--- BEGIN ---

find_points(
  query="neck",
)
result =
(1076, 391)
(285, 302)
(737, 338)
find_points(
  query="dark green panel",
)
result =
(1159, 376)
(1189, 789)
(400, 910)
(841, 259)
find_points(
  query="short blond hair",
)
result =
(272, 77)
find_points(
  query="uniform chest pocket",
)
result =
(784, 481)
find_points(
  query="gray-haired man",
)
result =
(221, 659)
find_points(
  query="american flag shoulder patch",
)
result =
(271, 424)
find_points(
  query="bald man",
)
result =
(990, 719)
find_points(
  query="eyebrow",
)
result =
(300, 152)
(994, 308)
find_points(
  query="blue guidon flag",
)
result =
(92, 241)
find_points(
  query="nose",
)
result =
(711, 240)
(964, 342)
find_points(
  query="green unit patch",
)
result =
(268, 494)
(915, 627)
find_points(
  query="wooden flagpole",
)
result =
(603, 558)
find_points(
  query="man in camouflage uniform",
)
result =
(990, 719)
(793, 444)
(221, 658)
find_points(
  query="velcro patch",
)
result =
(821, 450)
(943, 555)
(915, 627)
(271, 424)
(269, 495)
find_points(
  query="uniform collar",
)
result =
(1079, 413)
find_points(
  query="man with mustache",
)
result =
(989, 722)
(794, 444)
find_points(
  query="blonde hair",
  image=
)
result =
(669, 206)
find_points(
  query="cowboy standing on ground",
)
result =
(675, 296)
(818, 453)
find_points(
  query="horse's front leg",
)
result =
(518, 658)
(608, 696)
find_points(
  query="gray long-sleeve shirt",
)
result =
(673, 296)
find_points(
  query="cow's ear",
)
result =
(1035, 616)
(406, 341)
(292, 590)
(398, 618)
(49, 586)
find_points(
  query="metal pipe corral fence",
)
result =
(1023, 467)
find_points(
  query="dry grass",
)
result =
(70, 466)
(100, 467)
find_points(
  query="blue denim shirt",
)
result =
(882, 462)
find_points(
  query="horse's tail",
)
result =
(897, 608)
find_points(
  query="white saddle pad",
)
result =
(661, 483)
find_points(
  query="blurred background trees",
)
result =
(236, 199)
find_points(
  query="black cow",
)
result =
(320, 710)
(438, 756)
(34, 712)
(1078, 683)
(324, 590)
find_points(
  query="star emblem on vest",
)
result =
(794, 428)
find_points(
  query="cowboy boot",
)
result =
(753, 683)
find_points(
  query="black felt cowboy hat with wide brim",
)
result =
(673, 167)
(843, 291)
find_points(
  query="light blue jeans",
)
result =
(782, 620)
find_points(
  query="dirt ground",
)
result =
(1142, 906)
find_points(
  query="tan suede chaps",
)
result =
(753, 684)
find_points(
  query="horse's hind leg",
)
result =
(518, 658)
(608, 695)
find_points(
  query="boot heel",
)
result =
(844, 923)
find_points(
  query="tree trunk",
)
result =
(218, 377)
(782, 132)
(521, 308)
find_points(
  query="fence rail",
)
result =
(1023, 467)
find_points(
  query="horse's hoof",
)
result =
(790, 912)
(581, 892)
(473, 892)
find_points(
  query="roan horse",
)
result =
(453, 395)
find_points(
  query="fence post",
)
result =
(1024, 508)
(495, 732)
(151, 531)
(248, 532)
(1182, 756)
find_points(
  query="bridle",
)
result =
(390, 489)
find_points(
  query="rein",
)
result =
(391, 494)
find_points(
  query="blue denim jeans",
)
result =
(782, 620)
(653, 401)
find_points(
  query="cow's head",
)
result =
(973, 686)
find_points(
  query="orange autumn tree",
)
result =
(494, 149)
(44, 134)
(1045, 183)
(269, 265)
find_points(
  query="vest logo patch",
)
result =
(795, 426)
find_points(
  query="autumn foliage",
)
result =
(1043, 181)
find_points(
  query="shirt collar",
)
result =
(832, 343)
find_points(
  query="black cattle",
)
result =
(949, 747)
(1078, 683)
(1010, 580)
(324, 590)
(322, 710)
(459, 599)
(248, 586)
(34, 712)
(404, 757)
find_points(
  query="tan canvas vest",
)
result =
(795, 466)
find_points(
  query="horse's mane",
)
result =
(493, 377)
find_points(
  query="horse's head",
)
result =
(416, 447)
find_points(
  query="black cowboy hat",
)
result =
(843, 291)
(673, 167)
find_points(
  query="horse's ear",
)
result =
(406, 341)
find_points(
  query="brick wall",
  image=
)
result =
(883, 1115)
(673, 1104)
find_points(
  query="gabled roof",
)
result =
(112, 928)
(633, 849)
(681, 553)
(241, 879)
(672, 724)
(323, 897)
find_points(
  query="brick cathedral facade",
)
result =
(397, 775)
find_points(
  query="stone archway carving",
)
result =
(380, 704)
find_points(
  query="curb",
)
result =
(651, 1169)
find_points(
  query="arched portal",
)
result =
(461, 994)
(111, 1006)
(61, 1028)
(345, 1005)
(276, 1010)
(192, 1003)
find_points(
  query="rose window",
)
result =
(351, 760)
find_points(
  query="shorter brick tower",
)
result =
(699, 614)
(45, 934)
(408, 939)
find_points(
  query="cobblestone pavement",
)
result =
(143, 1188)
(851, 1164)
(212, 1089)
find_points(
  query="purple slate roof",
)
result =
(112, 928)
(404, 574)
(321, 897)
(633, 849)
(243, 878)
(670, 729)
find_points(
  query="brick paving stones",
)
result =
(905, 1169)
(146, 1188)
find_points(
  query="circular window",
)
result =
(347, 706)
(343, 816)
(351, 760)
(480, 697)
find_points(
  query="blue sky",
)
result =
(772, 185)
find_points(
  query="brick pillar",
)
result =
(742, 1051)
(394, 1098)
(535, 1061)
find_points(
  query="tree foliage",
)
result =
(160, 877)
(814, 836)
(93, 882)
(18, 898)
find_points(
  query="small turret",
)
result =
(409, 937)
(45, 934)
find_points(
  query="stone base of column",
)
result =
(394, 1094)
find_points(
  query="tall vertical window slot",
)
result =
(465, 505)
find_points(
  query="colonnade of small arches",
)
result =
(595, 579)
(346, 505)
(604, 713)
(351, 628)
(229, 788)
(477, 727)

--- END ---

- **WHAT YOU SHOULD DO**
Write out the entries in full, exactly as given.

- **WORKED SOLUTION**
find_points(
  query="neck",
)
result =
(1076, 391)
(285, 302)
(737, 338)
find_points(
  query="dark green panel",
)
result =
(1159, 376)
(1189, 789)
(400, 910)
(841, 259)
find_points(
  query="short blond hair",
)
result =
(272, 77)
find_points(
  query="uniform chest pocket",
)
result =
(784, 481)
find_points(
  query="gray-haired man",
)
result =
(221, 659)
find_points(
  query="american flag shoulder patch",
)
result =
(271, 424)
find_points(
  query="bald man",
)
result =
(990, 719)
find_points(
  query="eyebrow",
)
result =
(300, 152)
(994, 308)
find_points(
  query="blue guidon flag",
)
result =
(92, 241)
find_points(
  query="nose",
)
result =
(711, 240)
(964, 342)
find_points(
  query="green unit patch",
)
result =
(268, 494)
(915, 627)
find_points(
  query="wooden flagpole",
)
result =
(603, 558)
find_points(
  query="man in camouflage uniform",
)
result =
(990, 719)
(793, 444)
(221, 658)
find_points(
  query="velcro patch",
)
result =
(821, 450)
(943, 555)
(915, 627)
(271, 424)
(269, 495)
find_points(
  query="uniform collar",
)
result =
(1079, 413)
find_points(
  query="man with mustache",
)
result =
(989, 722)
(794, 444)
find_points(
  query="blonde hair",
  image=
)
result =
(669, 206)
find_points(
  query="cowboy standing on ground",
)
result =
(675, 296)
(818, 453)
find_points(
  query="horse's front leg",
)
result =
(518, 658)
(608, 696)
find_points(
  query="gray long-sleeve shirt",
)
result =
(673, 296)
find_points(
  query="cow's ear",
)
result =
(1035, 616)
(406, 341)
(292, 590)
(398, 618)
(49, 586)
find_points(
  query="metal pipe corral fence",
)
result =
(1023, 467)
find_points(
  query="dry grass",
)
result =
(70, 466)
(100, 467)
find_points(
  query="blue denim shirt",
)
result =
(882, 462)
find_points(
  query="horse's tail",
)
result =
(897, 608)
find_points(
  query="white saddle pad",
)
result =
(661, 483)
find_points(
  query="blurred background trees",
)
result =
(236, 199)
find_points(
  query="black cow",
)
result =
(320, 710)
(438, 756)
(34, 712)
(1078, 683)
(324, 590)
find_points(
  query="star emblem on vest",
)
result =
(794, 428)
find_points(
  query="cowboy boot",
)
result =
(753, 683)
find_points(
  query="black felt cowboy hat with wide brim",
)
result =
(673, 167)
(843, 291)
find_points(
  query="light blue jeans",
)
result =
(782, 620)
find_points(
  query="dirt ground",
)
result =
(1142, 906)
find_points(
  query="tan suede chaps",
)
result =
(753, 684)
find_points(
  query="horse's hind leg",
)
result =
(518, 658)
(608, 695)
find_points(
  query="boot heel",
)
result =
(844, 923)
find_points(
  query="tree trunk",
)
result =
(218, 377)
(782, 132)
(521, 308)
find_points(
  query="fence rail",
)
result =
(1023, 467)
find_points(
  query="horse's hoof",
)
result =
(790, 912)
(581, 892)
(473, 892)
find_points(
  query="roan horse",
)
result =
(453, 395)
find_points(
  query="fence post",
)
result =
(1024, 508)
(495, 732)
(151, 531)
(248, 532)
(1182, 756)
find_points(
  query="bridle",
)
result =
(390, 489)
find_points(
  query="rein",
)
result =
(391, 494)
find_points(
  query="blue denim jeans",
)
result =
(782, 620)
(653, 401)
find_points(
  query="cow's head",
)
result =
(973, 686)
find_points(
  query="orange autumn tree",
)
result =
(494, 149)
(44, 134)
(1045, 183)
(269, 265)
find_points(
  query="vest logo patch",
)
result =
(795, 426)
find_points(
  query="autumn foliage",
)
result =
(1043, 181)
find_points(
  query="shirt collar",
)
result =
(832, 343)
find_points(
  query="black cattle",
)
result =
(949, 747)
(1078, 683)
(1010, 580)
(324, 590)
(322, 710)
(459, 599)
(248, 586)
(34, 712)
(404, 757)
find_points(
  query="tan canvas vest",
)
result =
(795, 466)
find_points(
  query="horse's mane",
)
result =
(493, 377)
find_points(
  query="horse's head",
)
result =
(416, 447)
find_points(
  query="black cowboy hat",
)
result =
(843, 291)
(673, 167)
find_points(
  query="horse's ear",
)
result =
(406, 341)
find_points(
  query="brick wall",
  image=
)
result =
(883, 1115)
(673, 1104)
find_points(
  query="gabled roof",
)
result =
(112, 928)
(633, 849)
(681, 553)
(241, 879)
(672, 724)
(323, 897)
find_points(
  query="brick cathedral facade",
)
result =
(397, 775)
find_points(
  query="stone archway carving",
)
result =
(380, 704)
find_points(
  query="curb",
)
result =
(651, 1169)
find_points(
  query="arched portal",
)
result =
(461, 994)
(111, 1006)
(61, 1028)
(345, 1005)
(276, 1010)
(192, 1003)
find_points(
  query="rose window",
)
result =
(351, 760)
find_points(
  query="shorter brick tower",
)
result =
(699, 614)
(45, 934)
(408, 939)
find_points(
  query="cobblestone pavement",
)
result =
(143, 1188)
(851, 1164)
(212, 1089)
find_points(
  query="purple slate roof",
)
result =
(112, 928)
(404, 574)
(321, 897)
(633, 849)
(243, 878)
(670, 729)
find_points(
  query="brick paving stones",
)
result =
(905, 1169)
(146, 1188)
find_points(
  query="circular window",
)
result =
(347, 706)
(343, 816)
(351, 760)
(480, 697)
find_points(
  query="blue sky",
)
result =
(772, 185)
find_points(
  query="brick pillar",
)
result =
(742, 1051)
(394, 1098)
(535, 1061)
find_points(
  query="tree foliage",
)
result =
(160, 877)
(814, 836)
(93, 882)
(18, 898)
find_points(
  query="small turret",
)
result =
(409, 937)
(45, 934)
find_points(
  query="stone base of column",
)
result =
(394, 1094)
find_points(
  query="tall vertical window slot",
)
result =
(465, 505)
find_points(
  query="colonnade of small arches",
)
result =
(595, 579)
(346, 505)
(604, 713)
(351, 628)
(229, 788)
(477, 727)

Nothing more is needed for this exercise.